Your output should be the entries below, from the first line up to and including the line with "negative clicks: (65, 58)", reproduced exactly and with no other lines.
————————
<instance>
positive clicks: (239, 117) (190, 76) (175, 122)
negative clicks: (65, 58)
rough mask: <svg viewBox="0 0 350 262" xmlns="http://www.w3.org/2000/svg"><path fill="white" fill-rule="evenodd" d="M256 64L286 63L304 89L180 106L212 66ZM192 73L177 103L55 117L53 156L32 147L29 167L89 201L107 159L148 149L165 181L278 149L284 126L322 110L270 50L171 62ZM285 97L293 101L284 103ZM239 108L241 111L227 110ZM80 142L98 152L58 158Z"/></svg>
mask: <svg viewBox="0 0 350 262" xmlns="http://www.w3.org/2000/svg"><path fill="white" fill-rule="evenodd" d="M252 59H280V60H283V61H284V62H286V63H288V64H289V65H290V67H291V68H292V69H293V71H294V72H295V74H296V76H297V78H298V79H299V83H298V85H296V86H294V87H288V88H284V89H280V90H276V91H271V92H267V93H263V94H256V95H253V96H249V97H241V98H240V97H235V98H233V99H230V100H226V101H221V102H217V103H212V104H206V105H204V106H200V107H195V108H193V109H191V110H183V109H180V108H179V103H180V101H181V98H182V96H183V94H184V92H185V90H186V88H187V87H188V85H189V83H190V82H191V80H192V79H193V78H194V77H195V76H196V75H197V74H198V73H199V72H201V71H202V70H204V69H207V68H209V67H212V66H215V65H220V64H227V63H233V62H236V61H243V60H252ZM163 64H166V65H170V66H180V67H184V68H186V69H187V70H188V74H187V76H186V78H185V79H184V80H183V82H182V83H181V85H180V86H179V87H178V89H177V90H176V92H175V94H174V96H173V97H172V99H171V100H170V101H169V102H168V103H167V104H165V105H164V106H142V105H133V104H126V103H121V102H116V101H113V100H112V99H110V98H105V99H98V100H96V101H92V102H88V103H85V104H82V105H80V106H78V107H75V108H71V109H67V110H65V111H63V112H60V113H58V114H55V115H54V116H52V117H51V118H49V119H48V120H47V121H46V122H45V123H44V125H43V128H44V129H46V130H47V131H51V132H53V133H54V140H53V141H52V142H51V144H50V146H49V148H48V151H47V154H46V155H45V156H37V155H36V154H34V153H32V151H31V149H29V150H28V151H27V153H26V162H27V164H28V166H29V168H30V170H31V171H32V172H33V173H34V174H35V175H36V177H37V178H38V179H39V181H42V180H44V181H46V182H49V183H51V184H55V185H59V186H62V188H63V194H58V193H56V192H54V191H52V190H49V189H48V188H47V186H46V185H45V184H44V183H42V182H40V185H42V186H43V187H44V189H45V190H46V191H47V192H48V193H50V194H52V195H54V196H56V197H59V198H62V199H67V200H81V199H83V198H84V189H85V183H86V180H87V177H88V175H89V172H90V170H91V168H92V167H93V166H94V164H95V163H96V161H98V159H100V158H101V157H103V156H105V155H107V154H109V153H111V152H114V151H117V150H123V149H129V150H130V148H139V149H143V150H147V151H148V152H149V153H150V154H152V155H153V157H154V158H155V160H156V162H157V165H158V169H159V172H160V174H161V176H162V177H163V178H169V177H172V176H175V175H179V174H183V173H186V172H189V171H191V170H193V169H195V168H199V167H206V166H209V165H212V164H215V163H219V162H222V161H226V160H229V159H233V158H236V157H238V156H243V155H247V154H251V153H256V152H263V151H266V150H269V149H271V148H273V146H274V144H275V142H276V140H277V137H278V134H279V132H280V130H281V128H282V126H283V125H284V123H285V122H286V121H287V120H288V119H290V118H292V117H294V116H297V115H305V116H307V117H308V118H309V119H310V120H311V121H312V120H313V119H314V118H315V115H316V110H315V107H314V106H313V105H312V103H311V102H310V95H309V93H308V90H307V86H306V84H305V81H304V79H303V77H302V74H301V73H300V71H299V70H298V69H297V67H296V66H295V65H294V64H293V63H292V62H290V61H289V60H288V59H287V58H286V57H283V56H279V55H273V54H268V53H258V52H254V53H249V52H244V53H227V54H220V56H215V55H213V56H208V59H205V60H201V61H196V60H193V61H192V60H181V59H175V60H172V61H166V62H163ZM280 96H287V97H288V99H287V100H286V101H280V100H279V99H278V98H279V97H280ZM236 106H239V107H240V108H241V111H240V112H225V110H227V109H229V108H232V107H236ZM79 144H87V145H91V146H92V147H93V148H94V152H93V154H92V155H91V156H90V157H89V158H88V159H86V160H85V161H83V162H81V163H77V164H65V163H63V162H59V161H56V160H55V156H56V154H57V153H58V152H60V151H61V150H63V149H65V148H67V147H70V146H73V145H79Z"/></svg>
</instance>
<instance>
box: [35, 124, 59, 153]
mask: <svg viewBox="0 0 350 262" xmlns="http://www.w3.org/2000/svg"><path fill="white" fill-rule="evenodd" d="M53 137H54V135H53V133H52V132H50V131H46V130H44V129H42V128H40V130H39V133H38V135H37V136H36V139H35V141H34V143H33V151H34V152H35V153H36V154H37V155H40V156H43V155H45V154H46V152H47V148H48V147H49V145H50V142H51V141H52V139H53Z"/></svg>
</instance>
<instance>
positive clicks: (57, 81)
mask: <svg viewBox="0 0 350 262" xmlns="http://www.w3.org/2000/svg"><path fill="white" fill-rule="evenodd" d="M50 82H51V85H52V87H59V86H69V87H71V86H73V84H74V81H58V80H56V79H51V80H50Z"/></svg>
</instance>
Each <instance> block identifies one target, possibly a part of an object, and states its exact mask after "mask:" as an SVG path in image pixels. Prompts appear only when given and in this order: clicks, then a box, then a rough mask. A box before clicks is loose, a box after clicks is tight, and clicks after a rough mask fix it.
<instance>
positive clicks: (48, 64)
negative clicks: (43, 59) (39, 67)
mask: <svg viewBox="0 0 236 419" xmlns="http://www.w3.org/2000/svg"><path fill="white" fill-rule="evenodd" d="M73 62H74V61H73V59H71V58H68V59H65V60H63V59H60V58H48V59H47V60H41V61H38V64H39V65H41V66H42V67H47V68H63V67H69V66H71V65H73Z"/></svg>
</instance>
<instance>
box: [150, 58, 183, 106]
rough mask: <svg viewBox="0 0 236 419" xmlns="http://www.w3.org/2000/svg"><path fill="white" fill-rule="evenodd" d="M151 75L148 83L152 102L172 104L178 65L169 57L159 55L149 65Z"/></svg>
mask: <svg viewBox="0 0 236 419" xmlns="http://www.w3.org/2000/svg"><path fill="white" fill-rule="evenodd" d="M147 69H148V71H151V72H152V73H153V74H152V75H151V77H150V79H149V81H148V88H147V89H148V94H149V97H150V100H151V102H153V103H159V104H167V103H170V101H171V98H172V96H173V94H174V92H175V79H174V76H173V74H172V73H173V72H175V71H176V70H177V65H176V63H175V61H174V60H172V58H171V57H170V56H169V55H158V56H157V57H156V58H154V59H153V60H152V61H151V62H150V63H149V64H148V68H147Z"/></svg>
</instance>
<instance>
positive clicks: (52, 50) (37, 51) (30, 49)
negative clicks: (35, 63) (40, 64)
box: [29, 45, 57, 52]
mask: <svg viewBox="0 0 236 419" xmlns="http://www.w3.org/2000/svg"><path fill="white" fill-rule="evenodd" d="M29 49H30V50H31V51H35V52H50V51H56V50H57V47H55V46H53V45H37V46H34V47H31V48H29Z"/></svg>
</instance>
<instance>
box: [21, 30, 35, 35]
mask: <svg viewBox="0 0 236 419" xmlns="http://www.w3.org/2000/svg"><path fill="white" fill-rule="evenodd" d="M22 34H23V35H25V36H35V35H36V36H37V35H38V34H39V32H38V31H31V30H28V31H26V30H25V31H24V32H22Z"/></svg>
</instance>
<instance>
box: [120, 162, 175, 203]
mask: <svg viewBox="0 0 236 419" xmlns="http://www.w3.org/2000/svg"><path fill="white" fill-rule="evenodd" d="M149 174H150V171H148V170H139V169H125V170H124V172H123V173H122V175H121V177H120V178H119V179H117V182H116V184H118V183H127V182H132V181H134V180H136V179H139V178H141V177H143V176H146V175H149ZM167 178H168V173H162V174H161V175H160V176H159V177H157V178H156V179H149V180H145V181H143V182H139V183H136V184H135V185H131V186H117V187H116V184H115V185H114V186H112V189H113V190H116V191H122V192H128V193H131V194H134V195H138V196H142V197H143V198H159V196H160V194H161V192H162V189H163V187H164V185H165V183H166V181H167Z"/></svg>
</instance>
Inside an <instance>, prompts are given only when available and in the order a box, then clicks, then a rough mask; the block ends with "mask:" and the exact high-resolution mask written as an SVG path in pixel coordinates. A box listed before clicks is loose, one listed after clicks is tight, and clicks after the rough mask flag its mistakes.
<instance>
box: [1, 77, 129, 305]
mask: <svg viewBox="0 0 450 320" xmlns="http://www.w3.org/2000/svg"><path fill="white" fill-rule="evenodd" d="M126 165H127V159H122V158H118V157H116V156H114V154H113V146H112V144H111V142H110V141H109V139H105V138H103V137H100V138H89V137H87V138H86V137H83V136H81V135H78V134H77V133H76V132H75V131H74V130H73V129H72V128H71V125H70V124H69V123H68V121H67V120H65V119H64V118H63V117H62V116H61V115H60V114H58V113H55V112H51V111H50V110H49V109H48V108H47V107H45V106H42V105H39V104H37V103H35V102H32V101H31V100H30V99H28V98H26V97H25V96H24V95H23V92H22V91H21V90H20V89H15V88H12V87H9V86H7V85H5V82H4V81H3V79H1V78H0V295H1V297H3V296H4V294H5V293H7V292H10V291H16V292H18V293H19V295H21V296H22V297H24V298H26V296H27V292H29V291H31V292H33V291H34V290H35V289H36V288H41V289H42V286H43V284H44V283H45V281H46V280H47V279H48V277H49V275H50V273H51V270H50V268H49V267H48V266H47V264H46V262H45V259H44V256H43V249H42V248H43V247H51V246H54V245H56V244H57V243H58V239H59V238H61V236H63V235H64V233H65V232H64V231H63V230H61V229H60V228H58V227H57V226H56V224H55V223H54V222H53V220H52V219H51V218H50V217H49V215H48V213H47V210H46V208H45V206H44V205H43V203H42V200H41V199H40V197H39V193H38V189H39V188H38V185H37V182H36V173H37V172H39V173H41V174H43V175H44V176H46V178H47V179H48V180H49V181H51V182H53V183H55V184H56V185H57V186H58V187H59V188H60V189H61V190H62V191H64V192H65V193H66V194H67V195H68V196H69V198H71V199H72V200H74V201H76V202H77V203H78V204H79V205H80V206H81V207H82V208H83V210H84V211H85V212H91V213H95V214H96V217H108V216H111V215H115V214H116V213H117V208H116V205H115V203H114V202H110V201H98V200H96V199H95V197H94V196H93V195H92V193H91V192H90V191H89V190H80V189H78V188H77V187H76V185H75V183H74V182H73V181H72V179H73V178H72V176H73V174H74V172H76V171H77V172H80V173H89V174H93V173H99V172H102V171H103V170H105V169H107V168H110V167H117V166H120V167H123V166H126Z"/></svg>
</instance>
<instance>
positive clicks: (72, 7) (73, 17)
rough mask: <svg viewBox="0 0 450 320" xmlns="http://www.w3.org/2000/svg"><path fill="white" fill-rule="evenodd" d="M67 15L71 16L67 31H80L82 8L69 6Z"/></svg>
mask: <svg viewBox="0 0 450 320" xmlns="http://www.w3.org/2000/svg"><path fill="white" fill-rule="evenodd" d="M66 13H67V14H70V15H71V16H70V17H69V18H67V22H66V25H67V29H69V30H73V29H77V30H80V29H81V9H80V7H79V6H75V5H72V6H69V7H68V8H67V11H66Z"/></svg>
————————
__Answer for the task__
<instance>
positive clicks: (239, 117) (190, 76) (175, 122)
negative clicks: (65, 58)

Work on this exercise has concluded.